In the passage on the NASA Twins Study, how long did the study last?

> **Supplied text**:
****************
It was of interesting to find out that a series of mitochondria-related changes were
identified by integrated analysis, including increased basal respiration and decrease
of ATP reserve of plasma, higher level of lactic acid indicating a shift from aerobic
to anaerobic metabolism. Previous works also suggested that energy imbalances potentially
lead to changes with protein metabolism that ultimately impair the immune system (Chakraborty
et al., 2014). In accordance with previous NASA reports, recent evidences showed 29%
visual impairment of short-term spaceflight astronaut and 60% of long-duration mission
crew (Marshall-Goebel et al., 2017). Spaceflight resulted in ocular change and retinal
edema formation of spaceflight twin, including shape change, thickened retinal nerve,
folds appeared in the choroid layer, but not occur in ground control. This space-associated
neuro-ocular syndrome (SANS) was caused by fluid headward shift (Lee et al., 2018),
which also leads to the distension of the neck’s jugular vein, more cardiac output
and a thickening of the forehead’s skin.
Finally, the researchers systematically classified the influenced key physiological
processes into 1) potentially low risk, 2) moderate risk and unknown risk, 3) potentially
high risk. The SASN, cardiovascular physiology, postflight stress and inflammatory
response, genomic instability and dysregulated gene expression were considered as
potentially high risks (Fig. 1). In general, such a risk classification is of great
significance for the disease risk estimations of astronauts in spaceflight, however
further analyses by the quantitative methods are needed to assess the health risk
accurately for deep space exploration missions.
Figure 1
Systematic biomedical research of the NASA Twins Study. Study design, experimental
information and classification of the putative health risks for future human spaceflight.
This study lasted over 25 months, including time points before (preflight), 0–6 month
flight (early flight), 7–12 month flight (late flight) and after (postflight) spaceflight.
TW (flight subject), HR (ground subject). This risk classification is of great significance
for the disease risk estimations of astronauts in spaceflight
Taken together, this twin spaceflight study embodied an investigation trend to deeply
evaluate the risk of more than 1-year long-term manned spaceflight: 1) Systematic
multidimension analysis; 2) Multicenter joint analysis; 3) Interactive verification
analysis of multi-data to improve the reliability and authenticity because of small
samples; 4) Mutual regulation among organs or tissues; 5) Energy metabolism variation
analysis. However, there are large challenges on the integration analysis of the multidimensional
data with the features of limit individuals and time series. Therefore, more effective
data-mine methods are needed for the analysis of these complex datasets. Nevertheless,
this study provides a theoretical and data reference for the subsequent study of human
space flight, and is of landmark significance in the field of space medicine.
****************
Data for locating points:

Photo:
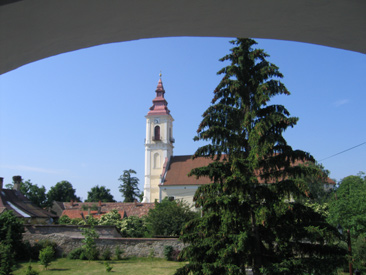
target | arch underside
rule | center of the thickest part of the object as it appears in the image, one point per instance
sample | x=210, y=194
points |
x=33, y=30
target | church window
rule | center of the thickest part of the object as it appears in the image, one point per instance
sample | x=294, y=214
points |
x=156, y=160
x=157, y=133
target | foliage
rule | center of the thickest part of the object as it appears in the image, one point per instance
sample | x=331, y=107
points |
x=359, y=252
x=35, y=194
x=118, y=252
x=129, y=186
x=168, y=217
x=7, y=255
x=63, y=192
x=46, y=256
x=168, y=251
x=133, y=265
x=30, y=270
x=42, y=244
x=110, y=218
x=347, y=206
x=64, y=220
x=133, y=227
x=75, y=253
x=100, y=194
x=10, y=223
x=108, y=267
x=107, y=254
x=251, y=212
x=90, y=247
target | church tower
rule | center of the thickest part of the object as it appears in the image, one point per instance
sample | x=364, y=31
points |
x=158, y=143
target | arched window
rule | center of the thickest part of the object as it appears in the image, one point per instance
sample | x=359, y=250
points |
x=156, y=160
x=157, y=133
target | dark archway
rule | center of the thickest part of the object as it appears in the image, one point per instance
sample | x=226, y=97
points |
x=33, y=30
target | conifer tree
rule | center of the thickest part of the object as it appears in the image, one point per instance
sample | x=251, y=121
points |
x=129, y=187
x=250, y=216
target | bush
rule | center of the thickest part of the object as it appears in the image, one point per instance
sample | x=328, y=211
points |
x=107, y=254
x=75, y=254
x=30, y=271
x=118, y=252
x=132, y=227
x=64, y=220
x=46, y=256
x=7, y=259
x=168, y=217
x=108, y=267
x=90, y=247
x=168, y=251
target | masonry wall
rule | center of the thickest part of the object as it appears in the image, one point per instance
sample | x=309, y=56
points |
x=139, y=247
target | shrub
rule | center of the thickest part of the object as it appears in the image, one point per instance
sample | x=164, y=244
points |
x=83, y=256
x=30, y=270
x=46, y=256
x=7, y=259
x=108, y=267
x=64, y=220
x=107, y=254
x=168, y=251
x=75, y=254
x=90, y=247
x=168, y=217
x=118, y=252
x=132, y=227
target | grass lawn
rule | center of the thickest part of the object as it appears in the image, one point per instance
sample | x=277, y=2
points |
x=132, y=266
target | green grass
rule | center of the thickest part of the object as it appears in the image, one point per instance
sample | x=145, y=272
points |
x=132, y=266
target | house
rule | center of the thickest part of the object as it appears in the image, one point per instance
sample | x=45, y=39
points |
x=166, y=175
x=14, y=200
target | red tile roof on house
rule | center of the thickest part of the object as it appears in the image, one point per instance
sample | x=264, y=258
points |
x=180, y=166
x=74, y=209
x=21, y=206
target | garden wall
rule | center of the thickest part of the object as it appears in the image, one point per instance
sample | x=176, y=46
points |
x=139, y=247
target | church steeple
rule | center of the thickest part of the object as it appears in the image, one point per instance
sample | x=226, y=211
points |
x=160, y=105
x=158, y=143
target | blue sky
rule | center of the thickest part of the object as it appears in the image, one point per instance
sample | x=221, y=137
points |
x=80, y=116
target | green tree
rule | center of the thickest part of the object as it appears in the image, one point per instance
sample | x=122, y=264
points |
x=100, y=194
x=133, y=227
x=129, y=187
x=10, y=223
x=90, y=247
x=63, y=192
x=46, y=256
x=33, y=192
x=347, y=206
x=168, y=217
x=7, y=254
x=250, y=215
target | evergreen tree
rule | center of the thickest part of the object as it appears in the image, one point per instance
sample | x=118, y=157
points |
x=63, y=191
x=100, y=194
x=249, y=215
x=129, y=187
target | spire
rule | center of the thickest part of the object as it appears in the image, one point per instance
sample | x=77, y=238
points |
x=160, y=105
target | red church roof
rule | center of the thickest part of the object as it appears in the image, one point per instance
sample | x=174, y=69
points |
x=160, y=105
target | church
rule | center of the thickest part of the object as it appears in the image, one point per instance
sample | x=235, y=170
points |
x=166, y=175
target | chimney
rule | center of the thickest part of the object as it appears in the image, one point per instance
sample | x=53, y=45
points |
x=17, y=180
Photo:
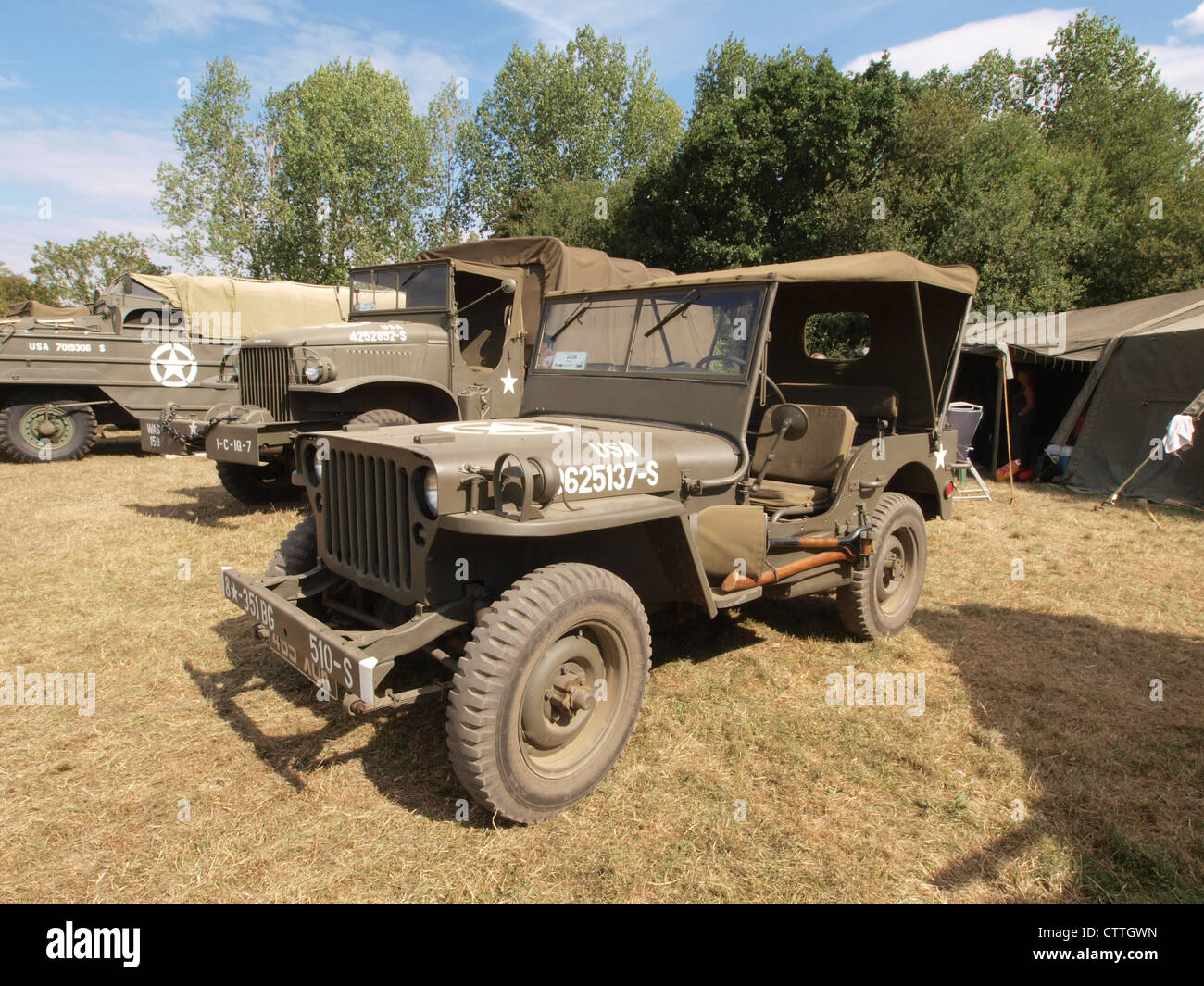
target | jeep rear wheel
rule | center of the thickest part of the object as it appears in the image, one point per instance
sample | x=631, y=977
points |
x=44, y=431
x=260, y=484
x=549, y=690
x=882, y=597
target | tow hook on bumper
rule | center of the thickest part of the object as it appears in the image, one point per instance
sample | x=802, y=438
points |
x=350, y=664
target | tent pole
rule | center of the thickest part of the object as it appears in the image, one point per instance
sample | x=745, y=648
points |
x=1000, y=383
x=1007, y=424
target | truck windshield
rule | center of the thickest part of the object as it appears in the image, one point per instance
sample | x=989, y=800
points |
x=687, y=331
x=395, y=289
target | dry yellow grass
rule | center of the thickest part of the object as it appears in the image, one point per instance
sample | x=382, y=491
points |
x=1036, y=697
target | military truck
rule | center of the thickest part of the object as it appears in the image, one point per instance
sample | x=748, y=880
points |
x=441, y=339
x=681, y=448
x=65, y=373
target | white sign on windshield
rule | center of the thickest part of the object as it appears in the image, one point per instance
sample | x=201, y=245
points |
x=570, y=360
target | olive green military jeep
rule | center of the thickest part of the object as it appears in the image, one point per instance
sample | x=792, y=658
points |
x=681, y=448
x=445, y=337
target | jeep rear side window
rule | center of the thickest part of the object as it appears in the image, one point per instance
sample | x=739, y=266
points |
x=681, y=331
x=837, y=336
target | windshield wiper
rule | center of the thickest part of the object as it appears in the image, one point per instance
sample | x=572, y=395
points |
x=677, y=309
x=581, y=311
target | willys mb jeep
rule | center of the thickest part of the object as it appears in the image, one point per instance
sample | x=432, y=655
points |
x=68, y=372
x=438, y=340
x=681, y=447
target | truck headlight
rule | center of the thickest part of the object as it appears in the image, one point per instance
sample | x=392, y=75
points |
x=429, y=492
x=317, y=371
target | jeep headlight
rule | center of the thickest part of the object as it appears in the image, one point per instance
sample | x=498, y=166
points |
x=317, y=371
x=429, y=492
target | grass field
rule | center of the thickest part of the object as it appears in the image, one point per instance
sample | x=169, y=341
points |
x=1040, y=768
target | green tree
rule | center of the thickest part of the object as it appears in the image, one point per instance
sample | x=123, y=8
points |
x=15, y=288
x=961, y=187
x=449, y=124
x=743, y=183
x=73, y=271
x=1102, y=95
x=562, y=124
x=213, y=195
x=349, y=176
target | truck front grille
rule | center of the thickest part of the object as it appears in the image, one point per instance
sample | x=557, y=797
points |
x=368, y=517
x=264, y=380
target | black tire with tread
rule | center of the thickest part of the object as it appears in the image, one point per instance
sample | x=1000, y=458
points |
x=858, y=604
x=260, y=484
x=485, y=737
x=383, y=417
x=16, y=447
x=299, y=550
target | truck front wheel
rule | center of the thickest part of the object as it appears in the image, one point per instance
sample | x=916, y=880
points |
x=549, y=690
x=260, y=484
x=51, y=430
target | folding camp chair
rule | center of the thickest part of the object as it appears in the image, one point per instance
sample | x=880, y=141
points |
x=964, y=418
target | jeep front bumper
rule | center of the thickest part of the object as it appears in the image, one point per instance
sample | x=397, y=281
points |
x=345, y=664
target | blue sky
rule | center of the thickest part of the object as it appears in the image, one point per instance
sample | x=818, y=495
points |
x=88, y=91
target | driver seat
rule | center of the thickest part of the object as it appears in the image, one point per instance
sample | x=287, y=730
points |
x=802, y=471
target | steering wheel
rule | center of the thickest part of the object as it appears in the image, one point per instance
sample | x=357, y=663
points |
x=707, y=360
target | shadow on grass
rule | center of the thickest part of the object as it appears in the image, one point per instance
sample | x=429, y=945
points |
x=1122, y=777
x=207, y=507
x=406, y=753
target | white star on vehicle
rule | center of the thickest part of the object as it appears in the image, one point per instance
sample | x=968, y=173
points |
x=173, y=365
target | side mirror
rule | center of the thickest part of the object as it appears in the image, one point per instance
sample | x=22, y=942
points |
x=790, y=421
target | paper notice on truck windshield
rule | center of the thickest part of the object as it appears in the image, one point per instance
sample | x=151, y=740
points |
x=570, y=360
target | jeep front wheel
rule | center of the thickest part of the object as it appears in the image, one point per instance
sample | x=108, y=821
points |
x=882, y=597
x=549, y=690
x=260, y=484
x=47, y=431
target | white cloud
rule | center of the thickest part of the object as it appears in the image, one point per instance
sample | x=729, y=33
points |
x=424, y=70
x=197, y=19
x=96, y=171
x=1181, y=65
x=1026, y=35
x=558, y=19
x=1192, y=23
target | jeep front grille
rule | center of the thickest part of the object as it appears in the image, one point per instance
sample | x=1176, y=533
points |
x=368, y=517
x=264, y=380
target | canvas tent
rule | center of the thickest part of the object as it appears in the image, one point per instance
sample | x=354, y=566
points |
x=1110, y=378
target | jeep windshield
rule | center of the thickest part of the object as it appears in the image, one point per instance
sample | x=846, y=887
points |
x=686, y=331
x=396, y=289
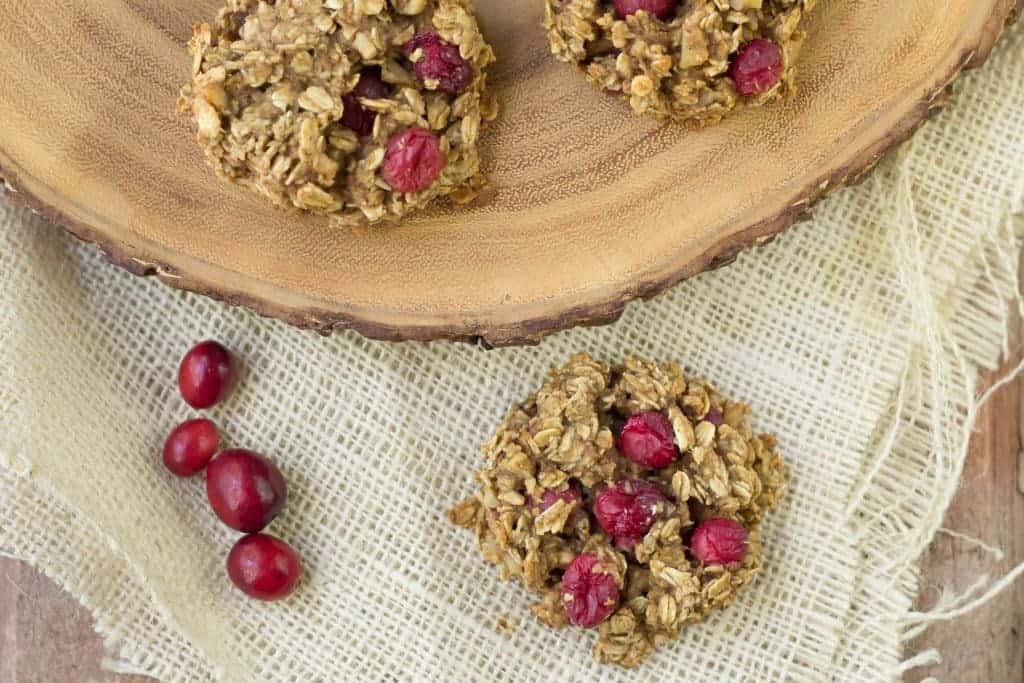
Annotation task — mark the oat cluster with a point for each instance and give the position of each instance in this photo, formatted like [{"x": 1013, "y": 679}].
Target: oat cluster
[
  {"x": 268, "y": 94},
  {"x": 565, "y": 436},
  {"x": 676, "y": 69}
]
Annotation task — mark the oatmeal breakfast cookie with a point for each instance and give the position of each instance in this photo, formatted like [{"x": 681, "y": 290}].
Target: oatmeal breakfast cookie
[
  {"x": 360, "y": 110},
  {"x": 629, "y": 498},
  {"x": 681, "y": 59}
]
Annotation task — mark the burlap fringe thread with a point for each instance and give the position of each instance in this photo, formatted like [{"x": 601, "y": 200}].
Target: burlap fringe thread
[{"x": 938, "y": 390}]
****************
> **Result for this task**: Over 25 months.